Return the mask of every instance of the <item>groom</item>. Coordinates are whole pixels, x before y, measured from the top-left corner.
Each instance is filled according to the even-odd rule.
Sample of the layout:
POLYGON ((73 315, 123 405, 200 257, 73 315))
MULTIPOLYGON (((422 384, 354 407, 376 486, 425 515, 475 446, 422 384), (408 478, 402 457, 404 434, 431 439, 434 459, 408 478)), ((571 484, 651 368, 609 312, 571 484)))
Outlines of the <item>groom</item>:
+===+
### TASK PROMPT
Each line must be given again exactly as written above.

### SOLUTION TO THE EXERCISE
Return the mask of every instance of the <item>groom</item>. Coordinates are whole pixels, x before y, measured from the top-left corner.
Each instance is filled according to the even-odd rule.
Sample of the layout:
POLYGON ((73 315, 123 405, 200 257, 73 315))
MULTIPOLYGON (((422 384, 354 407, 376 486, 425 515, 475 446, 422 384), (408 478, 402 457, 404 434, 431 439, 434 459, 408 478)), ((571 484, 651 368, 609 312, 571 484)))
Outlines of the <item>groom</item>:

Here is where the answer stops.